▸ **Records supplied**:
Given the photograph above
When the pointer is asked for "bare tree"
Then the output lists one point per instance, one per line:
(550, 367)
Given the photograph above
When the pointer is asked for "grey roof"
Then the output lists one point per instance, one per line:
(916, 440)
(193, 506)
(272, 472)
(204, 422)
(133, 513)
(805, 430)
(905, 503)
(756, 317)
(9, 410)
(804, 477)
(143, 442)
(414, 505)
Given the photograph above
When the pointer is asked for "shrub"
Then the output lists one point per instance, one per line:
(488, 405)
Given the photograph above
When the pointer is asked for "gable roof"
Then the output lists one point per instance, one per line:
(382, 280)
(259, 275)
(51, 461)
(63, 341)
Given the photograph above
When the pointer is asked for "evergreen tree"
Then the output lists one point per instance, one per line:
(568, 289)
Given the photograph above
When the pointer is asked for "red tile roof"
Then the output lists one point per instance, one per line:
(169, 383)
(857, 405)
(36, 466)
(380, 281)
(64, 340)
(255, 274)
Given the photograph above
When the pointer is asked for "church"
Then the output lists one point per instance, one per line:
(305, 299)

▸ **Instructions to follow**:
Could you repeat all of the material above line for line, with every word and number unchanged?

▸ **Full output**:
Given the photograph above
When the pointer is asked for "bare tree"
Then the output lists one point per instance, one per line:
(550, 367)
Given the photograph above
When the pointer is asked for "grey roof"
Then the output lists one point per instance, one per line:
(916, 440)
(193, 506)
(272, 472)
(204, 422)
(133, 513)
(805, 430)
(905, 503)
(756, 317)
(9, 410)
(804, 477)
(143, 442)
(414, 505)
Given the photograph above
When the pointer is asked for "shrub"
Then the output lists one point per instance, one per line:
(488, 405)
Given the photograph above
When the pointer is asked for "gable roof"
Then the output lists one point per instance, one per line:
(382, 280)
(259, 275)
(51, 461)
(63, 341)
Given the photograph above
When the pointer is asked for "evergreen tree"
Then the output lists one point per instance, one per line:
(568, 289)
Given the photograph above
When the pointer is asked for "red tile roof"
Then the output lists one point per instance, one per line:
(169, 383)
(857, 405)
(36, 466)
(380, 281)
(64, 340)
(255, 274)
Given the photograph above
When the pointer is asked for "church"
Then the output lists one point per instance, one per line:
(305, 299)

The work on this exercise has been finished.